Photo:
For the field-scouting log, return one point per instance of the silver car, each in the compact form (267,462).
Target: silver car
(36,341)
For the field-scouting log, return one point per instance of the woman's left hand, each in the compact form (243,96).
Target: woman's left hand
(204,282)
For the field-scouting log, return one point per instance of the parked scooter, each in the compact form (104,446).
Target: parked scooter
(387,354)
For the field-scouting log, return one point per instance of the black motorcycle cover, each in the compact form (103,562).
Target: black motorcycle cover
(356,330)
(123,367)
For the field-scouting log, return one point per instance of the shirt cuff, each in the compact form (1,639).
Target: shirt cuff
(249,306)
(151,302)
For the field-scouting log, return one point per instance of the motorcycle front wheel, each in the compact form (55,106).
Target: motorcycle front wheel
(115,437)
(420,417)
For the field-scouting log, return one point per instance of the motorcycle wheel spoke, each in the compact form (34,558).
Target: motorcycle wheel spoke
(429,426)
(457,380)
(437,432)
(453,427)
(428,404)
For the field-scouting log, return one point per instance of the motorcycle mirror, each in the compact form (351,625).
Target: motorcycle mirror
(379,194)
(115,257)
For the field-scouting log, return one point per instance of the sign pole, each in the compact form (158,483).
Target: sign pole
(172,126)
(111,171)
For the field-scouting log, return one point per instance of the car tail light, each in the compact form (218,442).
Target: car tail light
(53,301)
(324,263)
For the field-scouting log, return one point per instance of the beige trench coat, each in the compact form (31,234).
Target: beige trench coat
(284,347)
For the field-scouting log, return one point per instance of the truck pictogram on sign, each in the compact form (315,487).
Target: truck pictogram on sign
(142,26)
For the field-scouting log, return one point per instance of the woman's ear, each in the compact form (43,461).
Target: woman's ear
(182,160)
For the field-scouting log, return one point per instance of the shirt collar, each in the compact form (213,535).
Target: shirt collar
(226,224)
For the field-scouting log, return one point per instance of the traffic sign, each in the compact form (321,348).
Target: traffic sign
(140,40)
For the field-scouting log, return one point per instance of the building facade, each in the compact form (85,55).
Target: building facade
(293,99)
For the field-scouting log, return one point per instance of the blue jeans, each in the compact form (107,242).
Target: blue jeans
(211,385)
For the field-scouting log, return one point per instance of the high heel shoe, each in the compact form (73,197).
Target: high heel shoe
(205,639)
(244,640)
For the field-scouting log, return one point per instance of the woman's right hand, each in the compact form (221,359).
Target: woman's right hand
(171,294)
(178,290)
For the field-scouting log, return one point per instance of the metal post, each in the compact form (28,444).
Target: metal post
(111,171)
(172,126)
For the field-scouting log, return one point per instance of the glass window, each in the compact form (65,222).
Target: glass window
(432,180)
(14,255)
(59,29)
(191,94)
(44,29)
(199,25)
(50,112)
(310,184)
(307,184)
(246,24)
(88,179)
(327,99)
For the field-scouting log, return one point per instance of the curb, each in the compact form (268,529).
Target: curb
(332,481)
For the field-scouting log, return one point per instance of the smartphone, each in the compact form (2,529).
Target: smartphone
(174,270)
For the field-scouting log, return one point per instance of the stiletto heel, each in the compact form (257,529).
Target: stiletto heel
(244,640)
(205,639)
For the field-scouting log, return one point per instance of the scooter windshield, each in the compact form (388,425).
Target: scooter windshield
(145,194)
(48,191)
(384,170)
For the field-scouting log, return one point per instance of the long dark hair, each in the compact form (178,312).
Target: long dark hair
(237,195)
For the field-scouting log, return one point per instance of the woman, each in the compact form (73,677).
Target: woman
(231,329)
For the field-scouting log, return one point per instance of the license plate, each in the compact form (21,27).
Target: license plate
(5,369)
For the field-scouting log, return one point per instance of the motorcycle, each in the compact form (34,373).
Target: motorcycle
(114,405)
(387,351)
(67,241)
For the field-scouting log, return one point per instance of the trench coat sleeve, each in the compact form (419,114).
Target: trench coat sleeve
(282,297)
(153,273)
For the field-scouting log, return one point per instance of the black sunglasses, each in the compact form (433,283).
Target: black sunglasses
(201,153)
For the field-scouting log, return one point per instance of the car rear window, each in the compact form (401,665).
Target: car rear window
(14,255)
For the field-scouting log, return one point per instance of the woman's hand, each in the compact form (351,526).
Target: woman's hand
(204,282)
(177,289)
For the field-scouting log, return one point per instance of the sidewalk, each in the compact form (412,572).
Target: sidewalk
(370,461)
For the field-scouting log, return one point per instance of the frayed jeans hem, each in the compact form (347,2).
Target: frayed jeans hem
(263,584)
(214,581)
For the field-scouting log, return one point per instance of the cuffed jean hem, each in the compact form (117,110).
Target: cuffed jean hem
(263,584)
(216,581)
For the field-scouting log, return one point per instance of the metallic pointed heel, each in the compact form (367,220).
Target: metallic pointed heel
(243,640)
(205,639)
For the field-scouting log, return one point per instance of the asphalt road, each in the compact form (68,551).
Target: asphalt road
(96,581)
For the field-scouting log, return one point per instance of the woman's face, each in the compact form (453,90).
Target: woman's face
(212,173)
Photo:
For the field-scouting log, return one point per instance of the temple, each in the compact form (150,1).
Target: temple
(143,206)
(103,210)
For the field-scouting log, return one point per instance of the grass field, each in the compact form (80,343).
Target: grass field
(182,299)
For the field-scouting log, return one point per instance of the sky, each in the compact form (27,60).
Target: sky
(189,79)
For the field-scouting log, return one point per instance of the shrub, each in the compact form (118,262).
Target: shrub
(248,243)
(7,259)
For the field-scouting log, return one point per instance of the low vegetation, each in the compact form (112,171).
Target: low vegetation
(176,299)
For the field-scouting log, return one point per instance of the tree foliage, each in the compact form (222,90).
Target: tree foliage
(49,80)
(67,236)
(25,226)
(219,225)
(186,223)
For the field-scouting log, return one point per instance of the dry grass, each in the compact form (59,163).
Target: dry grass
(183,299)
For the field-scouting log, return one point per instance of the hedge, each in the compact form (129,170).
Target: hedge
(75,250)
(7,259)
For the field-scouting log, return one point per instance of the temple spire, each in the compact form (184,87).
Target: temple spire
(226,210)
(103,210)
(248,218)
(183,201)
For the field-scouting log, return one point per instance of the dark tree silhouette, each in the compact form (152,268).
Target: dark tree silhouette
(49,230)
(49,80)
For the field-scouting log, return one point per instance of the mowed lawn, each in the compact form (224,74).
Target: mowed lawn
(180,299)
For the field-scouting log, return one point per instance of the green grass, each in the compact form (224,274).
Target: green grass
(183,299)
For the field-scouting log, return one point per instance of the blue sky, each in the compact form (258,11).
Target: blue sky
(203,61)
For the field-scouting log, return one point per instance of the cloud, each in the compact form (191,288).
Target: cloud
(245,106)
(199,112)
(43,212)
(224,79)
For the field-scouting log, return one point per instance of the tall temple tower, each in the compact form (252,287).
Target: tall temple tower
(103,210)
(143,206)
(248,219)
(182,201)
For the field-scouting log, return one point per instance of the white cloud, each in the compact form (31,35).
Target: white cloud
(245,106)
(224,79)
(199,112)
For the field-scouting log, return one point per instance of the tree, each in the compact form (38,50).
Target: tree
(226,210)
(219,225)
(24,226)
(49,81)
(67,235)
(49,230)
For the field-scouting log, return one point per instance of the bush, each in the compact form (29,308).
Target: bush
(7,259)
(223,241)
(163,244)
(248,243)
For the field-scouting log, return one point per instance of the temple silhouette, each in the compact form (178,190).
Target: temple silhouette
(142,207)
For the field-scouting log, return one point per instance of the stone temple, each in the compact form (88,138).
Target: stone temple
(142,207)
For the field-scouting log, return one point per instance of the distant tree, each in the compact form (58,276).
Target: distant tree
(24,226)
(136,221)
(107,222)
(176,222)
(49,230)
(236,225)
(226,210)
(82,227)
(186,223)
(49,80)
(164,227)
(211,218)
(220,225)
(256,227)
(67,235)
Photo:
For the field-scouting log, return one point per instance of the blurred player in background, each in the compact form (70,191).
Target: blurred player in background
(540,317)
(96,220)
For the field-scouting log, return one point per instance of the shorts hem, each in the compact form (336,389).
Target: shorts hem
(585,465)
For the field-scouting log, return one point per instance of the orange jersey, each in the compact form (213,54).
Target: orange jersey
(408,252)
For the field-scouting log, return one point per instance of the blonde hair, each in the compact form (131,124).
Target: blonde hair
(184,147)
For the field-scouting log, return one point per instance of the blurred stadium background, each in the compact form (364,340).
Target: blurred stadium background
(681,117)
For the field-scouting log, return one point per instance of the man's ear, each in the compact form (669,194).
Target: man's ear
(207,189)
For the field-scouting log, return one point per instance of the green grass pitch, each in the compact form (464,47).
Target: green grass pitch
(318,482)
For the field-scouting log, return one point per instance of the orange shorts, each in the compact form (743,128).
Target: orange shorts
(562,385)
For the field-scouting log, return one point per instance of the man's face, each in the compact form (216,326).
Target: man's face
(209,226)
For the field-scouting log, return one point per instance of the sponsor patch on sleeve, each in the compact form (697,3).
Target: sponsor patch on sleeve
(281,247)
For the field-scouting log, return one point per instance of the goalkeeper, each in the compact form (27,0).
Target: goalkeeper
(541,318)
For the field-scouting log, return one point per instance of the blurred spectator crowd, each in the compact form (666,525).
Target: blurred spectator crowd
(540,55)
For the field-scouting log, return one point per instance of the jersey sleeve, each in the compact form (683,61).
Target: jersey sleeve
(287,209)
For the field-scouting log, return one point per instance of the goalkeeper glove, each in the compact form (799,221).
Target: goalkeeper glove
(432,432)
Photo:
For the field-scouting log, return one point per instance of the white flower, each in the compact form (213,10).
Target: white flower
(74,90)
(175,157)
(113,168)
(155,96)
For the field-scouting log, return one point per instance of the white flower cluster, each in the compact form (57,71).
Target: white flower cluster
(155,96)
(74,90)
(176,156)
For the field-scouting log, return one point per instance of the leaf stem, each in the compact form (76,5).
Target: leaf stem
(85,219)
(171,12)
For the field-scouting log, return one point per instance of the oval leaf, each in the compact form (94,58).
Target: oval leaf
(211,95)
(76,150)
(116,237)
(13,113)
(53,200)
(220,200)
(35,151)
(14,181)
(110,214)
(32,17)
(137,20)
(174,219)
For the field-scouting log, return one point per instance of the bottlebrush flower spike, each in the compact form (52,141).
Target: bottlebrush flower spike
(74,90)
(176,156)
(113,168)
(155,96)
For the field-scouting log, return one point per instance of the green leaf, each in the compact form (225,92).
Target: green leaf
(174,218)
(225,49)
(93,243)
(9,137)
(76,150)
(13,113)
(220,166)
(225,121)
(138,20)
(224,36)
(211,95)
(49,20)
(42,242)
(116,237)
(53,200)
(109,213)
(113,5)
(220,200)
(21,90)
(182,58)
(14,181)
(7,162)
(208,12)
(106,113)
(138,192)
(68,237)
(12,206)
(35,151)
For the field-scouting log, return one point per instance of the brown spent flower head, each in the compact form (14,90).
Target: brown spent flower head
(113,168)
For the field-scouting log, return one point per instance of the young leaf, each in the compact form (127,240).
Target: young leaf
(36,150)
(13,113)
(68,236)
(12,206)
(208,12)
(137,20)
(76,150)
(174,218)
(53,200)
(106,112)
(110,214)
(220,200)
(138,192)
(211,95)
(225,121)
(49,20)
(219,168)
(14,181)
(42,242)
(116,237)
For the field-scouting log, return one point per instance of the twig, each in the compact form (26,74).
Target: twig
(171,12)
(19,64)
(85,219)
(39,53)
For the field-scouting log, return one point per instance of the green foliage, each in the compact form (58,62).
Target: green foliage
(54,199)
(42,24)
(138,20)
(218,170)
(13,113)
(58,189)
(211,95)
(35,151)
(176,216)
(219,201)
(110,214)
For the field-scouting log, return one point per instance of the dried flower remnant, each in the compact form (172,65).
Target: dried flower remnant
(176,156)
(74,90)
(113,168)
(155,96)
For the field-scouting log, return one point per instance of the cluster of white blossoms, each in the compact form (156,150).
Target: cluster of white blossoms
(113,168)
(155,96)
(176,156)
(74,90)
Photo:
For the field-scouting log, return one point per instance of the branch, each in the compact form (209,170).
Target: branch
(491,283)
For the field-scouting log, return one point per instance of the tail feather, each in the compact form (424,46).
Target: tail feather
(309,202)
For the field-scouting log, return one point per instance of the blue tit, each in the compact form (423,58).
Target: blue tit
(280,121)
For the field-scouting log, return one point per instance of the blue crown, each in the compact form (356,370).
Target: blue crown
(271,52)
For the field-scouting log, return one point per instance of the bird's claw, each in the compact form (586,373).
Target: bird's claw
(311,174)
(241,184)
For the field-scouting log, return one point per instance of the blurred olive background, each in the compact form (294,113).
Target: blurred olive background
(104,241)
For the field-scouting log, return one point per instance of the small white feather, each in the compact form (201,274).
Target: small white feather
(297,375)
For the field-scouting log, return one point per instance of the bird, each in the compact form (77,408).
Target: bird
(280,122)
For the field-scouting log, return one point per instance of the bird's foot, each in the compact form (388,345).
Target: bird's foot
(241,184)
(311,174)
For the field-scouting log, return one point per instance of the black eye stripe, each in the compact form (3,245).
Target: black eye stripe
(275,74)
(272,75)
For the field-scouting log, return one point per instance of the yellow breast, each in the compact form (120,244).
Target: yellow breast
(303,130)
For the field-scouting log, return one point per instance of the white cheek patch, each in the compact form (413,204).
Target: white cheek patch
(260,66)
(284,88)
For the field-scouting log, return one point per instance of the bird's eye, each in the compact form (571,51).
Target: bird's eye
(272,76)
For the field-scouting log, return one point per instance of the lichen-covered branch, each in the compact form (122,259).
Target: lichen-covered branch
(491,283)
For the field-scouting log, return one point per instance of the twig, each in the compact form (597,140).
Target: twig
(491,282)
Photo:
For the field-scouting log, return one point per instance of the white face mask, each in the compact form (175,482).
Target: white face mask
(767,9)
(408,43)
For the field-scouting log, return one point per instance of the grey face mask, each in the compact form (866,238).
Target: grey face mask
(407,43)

:::

> What you have to do:
Give back the opening line of the records above and every line after it, up to and including the one with "compact form (103,562).", unchanged.

> Answer area:
Photo:
For the field-scouting log, return one point per instance of the silver car, each in the compact form (267,462).
Target: silver car
(36,341)
For the field-scouting log, return one point per instance of the woman's left hand, each in the compact form (243,96).
Target: woman's left hand
(204,282)
For the field-scouting log, return one point per instance of the parked scooter, each in the compact form (104,446).
Target: parked scooter
(387,354)
For the field-scouting log, return one point per instance of the black motorcycle cover, each in the compact form (103,562).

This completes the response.